*Dataset excerpts on object pointing*:
┄┄┄┄┄┄
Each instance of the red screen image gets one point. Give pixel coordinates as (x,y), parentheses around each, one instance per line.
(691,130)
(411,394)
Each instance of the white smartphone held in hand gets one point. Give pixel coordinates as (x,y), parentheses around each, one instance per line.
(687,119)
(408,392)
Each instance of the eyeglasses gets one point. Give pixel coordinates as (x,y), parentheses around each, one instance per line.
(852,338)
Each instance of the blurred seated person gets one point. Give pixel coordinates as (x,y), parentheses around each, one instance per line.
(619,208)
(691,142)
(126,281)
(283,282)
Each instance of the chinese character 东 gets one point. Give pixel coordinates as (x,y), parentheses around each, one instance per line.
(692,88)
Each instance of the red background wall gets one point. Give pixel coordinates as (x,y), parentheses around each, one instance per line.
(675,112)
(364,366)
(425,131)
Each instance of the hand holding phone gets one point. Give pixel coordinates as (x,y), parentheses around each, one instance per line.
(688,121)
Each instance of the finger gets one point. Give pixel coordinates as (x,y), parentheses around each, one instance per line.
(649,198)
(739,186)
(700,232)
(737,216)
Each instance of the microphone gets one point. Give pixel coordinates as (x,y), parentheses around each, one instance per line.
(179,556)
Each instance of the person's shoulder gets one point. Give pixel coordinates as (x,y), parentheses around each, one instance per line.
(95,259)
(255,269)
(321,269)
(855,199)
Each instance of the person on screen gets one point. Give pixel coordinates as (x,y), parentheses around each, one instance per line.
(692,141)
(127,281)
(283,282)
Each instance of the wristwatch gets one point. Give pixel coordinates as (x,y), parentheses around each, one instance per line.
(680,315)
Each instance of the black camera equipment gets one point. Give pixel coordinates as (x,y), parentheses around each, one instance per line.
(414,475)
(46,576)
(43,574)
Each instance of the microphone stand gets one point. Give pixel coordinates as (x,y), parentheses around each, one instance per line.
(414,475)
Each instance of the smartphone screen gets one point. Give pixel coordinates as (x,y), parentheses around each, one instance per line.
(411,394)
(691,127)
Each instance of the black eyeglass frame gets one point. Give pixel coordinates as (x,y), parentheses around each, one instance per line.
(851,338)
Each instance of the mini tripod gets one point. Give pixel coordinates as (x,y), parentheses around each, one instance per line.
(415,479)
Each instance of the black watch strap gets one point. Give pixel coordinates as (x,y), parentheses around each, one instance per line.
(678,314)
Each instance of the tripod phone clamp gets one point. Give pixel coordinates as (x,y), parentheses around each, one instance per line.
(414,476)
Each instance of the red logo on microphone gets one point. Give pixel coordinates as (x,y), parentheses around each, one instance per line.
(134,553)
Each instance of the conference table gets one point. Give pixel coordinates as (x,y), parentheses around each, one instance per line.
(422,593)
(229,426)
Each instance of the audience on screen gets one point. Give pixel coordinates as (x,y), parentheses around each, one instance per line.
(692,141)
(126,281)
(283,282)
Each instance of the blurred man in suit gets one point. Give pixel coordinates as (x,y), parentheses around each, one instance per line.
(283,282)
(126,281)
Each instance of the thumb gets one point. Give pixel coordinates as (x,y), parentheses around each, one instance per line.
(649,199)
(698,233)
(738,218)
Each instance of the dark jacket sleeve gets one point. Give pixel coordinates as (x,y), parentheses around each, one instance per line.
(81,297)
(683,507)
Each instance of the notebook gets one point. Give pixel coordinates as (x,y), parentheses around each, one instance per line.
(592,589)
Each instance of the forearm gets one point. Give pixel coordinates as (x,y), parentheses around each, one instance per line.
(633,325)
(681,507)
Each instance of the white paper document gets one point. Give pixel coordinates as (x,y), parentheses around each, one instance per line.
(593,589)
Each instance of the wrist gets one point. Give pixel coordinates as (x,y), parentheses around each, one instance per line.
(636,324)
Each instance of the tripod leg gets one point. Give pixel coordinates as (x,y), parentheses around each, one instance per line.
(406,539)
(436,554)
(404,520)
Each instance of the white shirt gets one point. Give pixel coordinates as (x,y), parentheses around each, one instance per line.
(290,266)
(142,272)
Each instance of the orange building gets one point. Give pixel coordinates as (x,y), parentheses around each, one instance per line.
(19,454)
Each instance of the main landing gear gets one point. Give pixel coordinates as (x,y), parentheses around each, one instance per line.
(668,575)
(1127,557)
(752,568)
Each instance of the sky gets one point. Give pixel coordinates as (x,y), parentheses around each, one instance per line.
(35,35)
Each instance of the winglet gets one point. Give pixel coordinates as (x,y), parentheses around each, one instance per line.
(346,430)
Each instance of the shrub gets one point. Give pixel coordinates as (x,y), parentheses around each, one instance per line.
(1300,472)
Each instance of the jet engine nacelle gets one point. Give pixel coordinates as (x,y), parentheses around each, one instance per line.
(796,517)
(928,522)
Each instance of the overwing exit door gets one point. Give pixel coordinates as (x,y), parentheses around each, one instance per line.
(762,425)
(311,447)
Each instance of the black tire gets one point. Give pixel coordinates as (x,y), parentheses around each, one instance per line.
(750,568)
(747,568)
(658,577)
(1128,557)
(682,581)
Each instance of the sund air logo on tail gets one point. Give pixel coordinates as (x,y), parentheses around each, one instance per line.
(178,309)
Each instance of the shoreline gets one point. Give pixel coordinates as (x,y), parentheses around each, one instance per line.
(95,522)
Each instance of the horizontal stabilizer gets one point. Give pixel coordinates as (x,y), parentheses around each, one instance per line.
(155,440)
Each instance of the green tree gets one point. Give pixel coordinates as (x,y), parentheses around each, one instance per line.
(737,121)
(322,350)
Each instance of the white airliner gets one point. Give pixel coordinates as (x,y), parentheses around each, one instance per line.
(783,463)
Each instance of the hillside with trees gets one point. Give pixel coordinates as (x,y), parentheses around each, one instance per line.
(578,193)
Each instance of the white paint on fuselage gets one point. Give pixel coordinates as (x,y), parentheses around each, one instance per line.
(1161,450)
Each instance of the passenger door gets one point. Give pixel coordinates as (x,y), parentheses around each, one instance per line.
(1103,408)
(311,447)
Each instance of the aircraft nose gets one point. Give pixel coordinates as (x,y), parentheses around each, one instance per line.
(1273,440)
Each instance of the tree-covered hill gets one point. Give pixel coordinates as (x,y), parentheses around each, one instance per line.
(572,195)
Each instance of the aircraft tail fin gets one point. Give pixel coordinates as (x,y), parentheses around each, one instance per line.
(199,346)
┄┄┄┄┄┄
*THE EXERCISE*: Output exactly the lines from the one containing "Each instance of the shrub" through the last line of the entries, both ends included.

*FINISHED EXERCISE*:
Each instance of the shrub gets one point. Give pixel coordinates as (x,y), parentheses around each, one instance per line.
(1300,472)
Each instance of the jet engine nacelle gets one point. Give pixel coordinates as (x,y), parentheses around each, one instance per line.
(796,517)
(928,522)
Each instance of the overwing exit door gets one point. Give pixel coordinates as (x,y), parentheses around each, one instance per line.
(762,425)
(311,447)
Each instance of the black tire gets one point. Give pixel coordinates as (x,y), parentheses around each, one instance per line.
(750,568)
(747,568)
(658,577)
(1128,557)
(682,581)
Each instance of the sund air logo on tail gets one point. Give pixel coordinates as (x,y), parentheses around each, one instance per line.
(178,309)
Each instance of the shoreline gets one point. Give pixel coordinates as (x,y), parentheses around each, one instance per line.
(95,522)
Each instance of the horizontal stabilizer gets one point. Give pixel coordinates as (x,y), parentheses around each, one instance per line.
(155,440)
Each instance of the green tree gets one point. Give pixel coordinates as (x,y), parentheses around each, one instance per line.
(737,121)
(322,350)
Each instance of the white airliner gets one point. Give pixel coordinates as (x,y), parentheses around each, one instance per line.
(783,463)
Each instance of the hillside with trees gets one point. Give pixel coordinates as (x,y), parentheses around each, one instance per line.
(578,193)
Each instance of the white paint on fuselage gets one point. Give pixel coordinates as (x,y), parentheses around each, one instance per line.
(1161,450)
Each instance of the passenger door gets one point. Give pixel coordinates as (x,y), parentheses around each, one instance per line.
(1103,408)
(311,447)
Each instance of the aircraft nose gets one point. Give pixel coordinates as (x,y), parentheses around each, one instance per line.
(1273,440)
Each instance of the tree-covered hill gets one point. Give pixel coordinates as (x,y), parentheses around each, one instance per line.
(572,195)
Each instance of the aircraft tail fin gets one point. Give pixel coordinates as (x,y), parentheses around each, one instance per line.
(199,346)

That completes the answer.